| Aufgaben |
• A. Mit welchem Stimmenanteil gewann Sergej Sobjanin laut dem Text über die Moskauer Proteste die Bürgermeisterwahl 2013?
• B. Schreiben Sie den Abschnitt aus dem Text über die Moskauer Proteste wortgetreu ab, beginnend mit „Kreml unterschätzt die“ und fortlaufend bis einschließlich „als frühere Generationen.“.
• C. Führen Sie den Text über die Moskauer Proteste im Anschluss an seinen letzten Satz weiter.

| Bereitgestellter Text |
Sie habe aus den Medien von der Entscheidung erfahren, schrieb Sobol am Abend bei Twitter. «Das ist viel Geld, aber ich bedauere keine Sekunde, dass ich mich dafür entschieden habe, für die Moskauer zu arbeiten.» Sie wolle die Entscheidung nun beim Europäischen Gerichtshof für Menschenrechte anfechten.

Ist dies Putins grösste politische Krise?

Moskau ist zum Symbol für die politische Krise in Russland geworden - der schwersten, seit Präsident Wladimir Putin vor genau 20 Jahren an die Macht kam. Die Demonstranten kritisierten lautstark, dass der 66-Jährige seit Wochen zu den Protesten schweige. Putin selbst steuerte demonstrativ lachend ein Motorrad auf der Schwarzmeerhalbinsel Krim im Tross mit seinen Freunden von der Rockergruppe Nachtwölfe.

In Moskau indes erinnert viel an die Massenproteste von 2011/2012, als Zehntausende Bürger sich bei der von massiven Wahlmanipulationen überschatteten Parlamentswahl um ihre Stimmen betrogen sahen.

Die Protest-Organisatorin Ljubow Sobol weiss, dass sich der Kreml, wenn überhaupt, nur mit Menschenmassen auf den Strassen zu Zugeständnissen bewegen lässt. 

Oppositionsführer Nawalny selbst war 2013 bei der Bürgermeisterwahl in Moskau gegen den vom Kreml eingesetzten Sergej Sobjanin angetreten. Sobjanin gewann mit 51 Prozent. Doch seit Nawalny damals auf beachtliche 27 Prozent der Stimmen kam, unternehmen die Behörden einiges, um ihn und sein Team von Wahlen fernzuhalten.

Kreml unterschätzt die Bevölkerung

Behörden seien nicht vorbereitet darauf, dass sich die Jugend nun plötzlich für Politik interessiere und sich eine Protestbewegung entwickeln könnte, meinte der Politologe Michail Winogradow beim Radiosender Echo Moskwy. Der Kreml habe sich bisher auf ihren «Patriotismus» verlassen. Die Jugend von heute sei aber fordernder als frühere Generationen.

Breit diskutiert wird seit Wochen in Russland, dass der Kreml die Proteststimmung in Moskau unterschätzt haben könnte. Tatsächlich verlief der Ausschluss unbequemer Kandidaten bei der Stadtratswahl vor fünf Jahren noch weitgehend ruhig. 

Mit dem Ausschluss alternativer Kandidaten und dem brutalen Vorgehen gegen friedliche Demonstranten hätten Bürgermeisteramt und Kreml die Routinewahl hingegen nun in eine «ernste politische Krise» verwandelt, meint Andrej Perzew in einer Analyse für die Denkfabrik Carnegie Center in Moskau.

Die Regierungspartei Geeintes Russland muss bei den am 8. September in vielen Regionen angesetzten Wahlen Umfragen zufolge mit massiven Verlusten rechnen. Von den systemtreuen Kandidaten bei der Moskauer Stadtratswahl meidet wohl auch deshalb jeder die Nähe zu der Partei.

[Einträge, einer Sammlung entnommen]
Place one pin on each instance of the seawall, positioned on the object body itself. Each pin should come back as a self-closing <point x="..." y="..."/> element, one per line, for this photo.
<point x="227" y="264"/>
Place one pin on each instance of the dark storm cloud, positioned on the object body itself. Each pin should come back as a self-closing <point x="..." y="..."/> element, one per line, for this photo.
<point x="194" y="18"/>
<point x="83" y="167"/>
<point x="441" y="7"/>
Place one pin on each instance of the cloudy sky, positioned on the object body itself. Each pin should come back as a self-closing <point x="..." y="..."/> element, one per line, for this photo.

| Lösungen |
• A. Mit 51 Prozent.

• B.
Kreml unterschätzt die Bevölkerung

Behörden seien nicht vorbereitet darauf, dass sich die Jugend nun plötzlich für Politik interessiere und sich eine Protestbewegung entwickeln könnte, meinte der Politologe Michail Winogradow beim Radiosender Echo Moskwy. Der Kreml habe sich bisher auf ihren «Patriotismus» verlassen. Die Jugend von heute sei aber fordernder als frühere Generationen.

• C.
Russen sind unzufrieden mit Regierungspartei

Die soziale Unzufriedenheit über steigende Preise, sinkende Einkommen und eine im vergangenen Jahr ebenfalls zeitweilig von Protesten begleitete Erhöhung des Rentenalters ist landesweit gross. Die Menschen lasten all das der Regierungspartei an. Aber auch die Zustimmungswerte für Kremlchef Putin sind Umfragen zufolge die schlechtesten seit 18 Jahren.

Viele der jungen und gut ausgebildeten Oppositionspolitiker sind überzeugte Kämpfer gegen die in Russland allgegenwärtige Korruption. Sie wissen zwar, dass es sich um eine vergleichsweise kleine Wahl für ein Parlament ohne Einfluss handelt. Wer im Stadtparlament, der Mosgorduma, sitzt, arbeitet dort ehrenamtlich in Teilzeit - ohne echte Machtbefugnisse. 

Zugleich ist Moskau die reichste und politisch bedeutendste und einwohnerreichste Stadt des Landes. Unbequeme Abgeordnete können dem Bürgermeister das Leben schwer machen. Sie könnten Vorhaben blockieren - und den Haushalt. Manche sehen es gar als möglichen ersten Schritt auf dem Weg zur Eroberung des Kremls. 

Schwieriger Einstieg in Moskauer Regierung

Die Mosgorduma mit ihren 45 Sitzen sei allerdings stärker als andere regionale Parlamente gegen unerwünschte Kandidaten geschützt, sagt der Carnegie-Analyst Perzew. «Sie ist praktisch eine uneinnehmbare Festung.» 

Was er meint, sind die strengen Auflagen für eine Registrierung. Kandidaten müssen in der Stadt mit den mehr als zwölf Millionen Einwohnern Tausende Unterstützungsunterschriften sammeln.

Der prominente Oppositionspolitiker Ilja Jaschin etwa, wie viele führende Köpfe der Opposition im Moment im Arrest, erhielt am Freitag seine endgültige Absage. Ihm fehlten 76 Unterschriften von Bürgern aus Moskau, um sich als Kandidat registrieren zu lassen. Er reichte laut Wahlkommission 4936 Unterschriften ein, von denen 505 für ungültig erklärt wurden.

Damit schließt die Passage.